-- Data to use --
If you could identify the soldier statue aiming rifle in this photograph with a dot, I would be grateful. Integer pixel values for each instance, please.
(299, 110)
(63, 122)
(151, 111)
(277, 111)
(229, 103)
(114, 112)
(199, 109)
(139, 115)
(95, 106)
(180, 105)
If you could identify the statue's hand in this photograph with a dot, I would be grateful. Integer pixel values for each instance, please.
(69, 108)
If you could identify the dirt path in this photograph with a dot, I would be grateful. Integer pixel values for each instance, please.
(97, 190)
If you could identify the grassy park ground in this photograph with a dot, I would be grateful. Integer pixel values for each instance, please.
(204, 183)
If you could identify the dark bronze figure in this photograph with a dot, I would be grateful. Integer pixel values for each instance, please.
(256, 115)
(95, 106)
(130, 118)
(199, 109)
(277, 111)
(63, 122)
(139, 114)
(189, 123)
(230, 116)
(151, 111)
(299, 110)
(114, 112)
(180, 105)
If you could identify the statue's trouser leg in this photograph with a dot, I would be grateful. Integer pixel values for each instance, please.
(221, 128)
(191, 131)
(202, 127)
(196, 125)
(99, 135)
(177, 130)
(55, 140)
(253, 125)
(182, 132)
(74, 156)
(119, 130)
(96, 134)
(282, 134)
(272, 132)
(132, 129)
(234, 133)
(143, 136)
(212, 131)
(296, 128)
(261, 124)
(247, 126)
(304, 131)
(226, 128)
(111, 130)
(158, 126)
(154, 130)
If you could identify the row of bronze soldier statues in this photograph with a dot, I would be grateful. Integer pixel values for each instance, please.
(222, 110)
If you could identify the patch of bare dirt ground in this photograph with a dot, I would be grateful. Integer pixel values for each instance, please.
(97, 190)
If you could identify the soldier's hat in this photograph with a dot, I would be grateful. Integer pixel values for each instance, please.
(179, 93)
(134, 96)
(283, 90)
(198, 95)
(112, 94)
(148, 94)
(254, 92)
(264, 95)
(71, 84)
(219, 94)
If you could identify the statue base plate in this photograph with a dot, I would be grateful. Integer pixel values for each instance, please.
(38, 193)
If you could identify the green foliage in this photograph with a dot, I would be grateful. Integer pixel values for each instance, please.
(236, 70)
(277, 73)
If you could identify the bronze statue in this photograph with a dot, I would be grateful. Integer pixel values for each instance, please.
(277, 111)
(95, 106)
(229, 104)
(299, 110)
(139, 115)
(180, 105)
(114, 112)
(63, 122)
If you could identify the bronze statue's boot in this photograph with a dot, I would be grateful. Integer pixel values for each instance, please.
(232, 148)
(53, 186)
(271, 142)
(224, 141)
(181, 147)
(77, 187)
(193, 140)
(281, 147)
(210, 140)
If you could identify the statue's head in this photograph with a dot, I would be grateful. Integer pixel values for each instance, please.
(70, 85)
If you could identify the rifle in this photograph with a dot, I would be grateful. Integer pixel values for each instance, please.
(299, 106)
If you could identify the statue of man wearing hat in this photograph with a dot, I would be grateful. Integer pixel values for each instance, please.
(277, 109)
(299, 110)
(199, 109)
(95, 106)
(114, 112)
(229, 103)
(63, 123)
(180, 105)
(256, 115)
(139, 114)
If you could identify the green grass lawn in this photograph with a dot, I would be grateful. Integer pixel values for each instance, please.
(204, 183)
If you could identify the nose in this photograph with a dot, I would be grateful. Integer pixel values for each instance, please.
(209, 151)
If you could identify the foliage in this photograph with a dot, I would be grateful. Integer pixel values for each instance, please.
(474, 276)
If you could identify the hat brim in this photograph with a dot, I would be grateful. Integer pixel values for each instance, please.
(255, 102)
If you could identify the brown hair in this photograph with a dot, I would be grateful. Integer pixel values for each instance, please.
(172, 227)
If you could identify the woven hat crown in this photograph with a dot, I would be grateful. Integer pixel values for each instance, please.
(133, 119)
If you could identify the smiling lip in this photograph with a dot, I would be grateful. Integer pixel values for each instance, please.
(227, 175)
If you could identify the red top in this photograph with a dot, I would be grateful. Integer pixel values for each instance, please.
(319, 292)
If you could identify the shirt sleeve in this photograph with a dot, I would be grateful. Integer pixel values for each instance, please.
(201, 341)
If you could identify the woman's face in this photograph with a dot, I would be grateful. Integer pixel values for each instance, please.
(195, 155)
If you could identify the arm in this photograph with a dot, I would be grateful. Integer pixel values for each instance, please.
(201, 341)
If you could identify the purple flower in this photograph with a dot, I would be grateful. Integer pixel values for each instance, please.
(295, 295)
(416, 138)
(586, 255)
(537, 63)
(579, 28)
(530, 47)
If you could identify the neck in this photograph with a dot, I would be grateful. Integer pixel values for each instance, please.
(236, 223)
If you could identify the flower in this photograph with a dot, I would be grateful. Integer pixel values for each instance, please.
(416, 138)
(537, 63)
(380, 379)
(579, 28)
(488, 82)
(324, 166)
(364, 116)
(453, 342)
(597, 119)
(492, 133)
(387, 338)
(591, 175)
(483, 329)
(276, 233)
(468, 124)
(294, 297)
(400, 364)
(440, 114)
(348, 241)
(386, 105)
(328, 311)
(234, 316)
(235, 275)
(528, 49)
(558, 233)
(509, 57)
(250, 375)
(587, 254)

-- Assigned task --
Set all of the records down again, exactly as they stand.

-- Your solution --
If you could identify the soldier statue aiming rifle in this photograph with a dot, I would be grateful. Integer pixel values for each instance, please.
(299, 110)
(63, 122)
(151, 111)
(277, 111)
(229, 103)
(114, 112)
(199, 109)
(139, 115)
(95, 106)
(180, 105)
If you could identify the statue's hand in this photograph with a dot, I would be grateful. Integer pixel values for each instance, please.
(69, 108)
If you could identify the dirt path in this photograph with a dot, I would be grateful. Integer pixel values for each instance, please.
(97, 190)
If you could identify the grassy park ground in this photograph with a dot, I would be grateful. Integer pixel values for each instance, please.
(204, 183)
If you could identify the dark bronze figure in this photograph with a dot, I would be grateful. Integer pixel values for each instance, please.
(256, 115)
(95, 106)
(130, 118)
(199, 109)
(277, 111)
(63, 122)
(139, 114)
(189, 123)
(230, 116)
(151, 111)
(299, 110)
(114, 112)
(180, 105)
If you could identify the statue's trouser leg in this photograph with a dot, I would be grateful. Integer pixel values for each instance, please.
(221, 128)
(191, 131)
(202, 127)
(196, 125)
(99, 135)
(177, 130)
(55, 140)
(253, 125)
(182, 132)
(74, 156)
(119, 130)
(96, 134)
(282, 134)
(272, 132)
(132, 129)
(234, 133)
(143, 136)
(212, 131)
(296, 128)
(261, 124)
(247, 126)
(304, 131)
(226, 128)
(111, 130)
(158, 126)
(154, 130)
If you could identify the row of bronze soldier statues in this photograph with a dot, I would be grateful. Integer pixel values for each instance, please.
(222, 110)
If you could identify the patch of bare dirt ground in this photograph with a dot, I would be grateful. Integer pixel values for each instance, please.
(97, 190)
If you could identify the soldier's hat in this photograph with a dot, I would be grateful. Integer pixel values for each instance, please.
(179, 93)
(134, 96)
(283, 90)
(198, 95)
(112, 94)
(148, 94)
(254, 92)
(264, 95)
(71, 84)
(219, 94)
If you could identify the statue base plate in this photograph with a dot, I would be grateful. Integer pixel values for each instance, please.
(38, 193)
If you could identify the green foliage in this photograph with a dot, I would be grateful. Integer pixel values for each instance, please.
(236, 70)
(277, 73)
If you could identify the bronze statue in this photograph with a dot, I would be grateful. Integer pixel values for each instance, please.
(277, 111)
(95, 106)
(229, 104)
(299, 110)
(139, 115)
(180, 105)
(114, 112)
(63, 122)
If you could identify the bronze statue's boot in this photograph with a dot, I would be grateful. Integer pixel values for each instance, please.
(232, 148)
(53, 186)
(271, 142)
(224, 141)
(181, 147)
(77, 187)
(193, 140)
(281, 147)
(210, 140)
If you could identify the statue's head in this photograph with a dot, I would be grateful. Integer pixel values for each instance, please.
(70, 85)
If you could identify the rifle in this photograph with a dot, I would be grateful. Integer pixel values for each instance, please.
(299, 106)
If you could identify the statue of man wearing hat in this photograph with a dot, I would be grateful. Integer pixel values for each instance, please.
(277, 109)
(299, 110)
(199, 109)
(95, 106)
(114, 112)
(229, 103)
(63, 123)
(180, 105)
(256, 115)
(139, 114)
If you could identify the green grass lawn in this photograph with a dot, I would be grateful. Integer pixel values for each instance, please.
(204, 183)
If you could identify the nose in this photograph with a dot, I would be grateful. Integer pixel values for each instance, please.
(209, 151)
If you could identify the foliage in this photograph with a dot, I would be grateful. Integer pixel values for each instance, please.
(474, 276)
If you could identify the hat brim in this photograph with a dot, I would be grateful. Integer pixel values for each instance, please.
(255, 102)
If you could identify the brown hair in this photograph with a dot, I would be grateful. Integer pixel values for each instance, please.
(172, 227)
If you could identify the woven hat crown in this photograph with a dot, I would be grateful. Integer pixel values for each instance, please.
(133, 119)
If you could identify the smiling lip in this photograph with a dot, I would be grateful. Integer pixel values for each instance, please.
(227, 175)
If you could identify the red top in this photograph with a dot, I would be grateful. Integer pixel values for each instance, please.
(319, 292)
If you could identify the shirt sleeve in this photograph with a dot, I would be grateful. Integer pixel values for each instance, please.
(201, 341)
If you could identify the woman's face in this photograph with a dot, I would be grateful. Integer pixel values for each instance, please.
(195, 155)
If you could identify the arm in this photograph with a dot, I would be grateful. Integer pixel values for each instance, please.
(201, 341)
If you could identify the purple flower in this photograph with a dot, I would be grateful. Integer pixel values for each instance, please.
(295, 295)
(416, 138)
(586, 255)
(537, 63)
(579, 28)
(530, 47)
If you could identify the neck in this photograph with a dot, I would be grateful. Integer pixel values for each instance, please.
(236, 223)
If you could identify the flower in this photograph with a dot, I would be grateful. Integer pixel values for each instance, please.
(416, 138)
(537, 63)
(380, 379)
(579, 28)
(488, 82)
(324, 166)
(364, 116)
(453, 342)
(597, 119)
(492, 133)
(387, 338)
(591, 175)
(483, 329)
(276, 233)
(468, 124)
(294, 297)
(400, 364)
(440, 114)
(348, 241)
(386, 105)
(328, 311)
(234, 316)
(235, 275)
(528, 49)
(558, 233)
(509, 57)
(250, 375)
(587, 254)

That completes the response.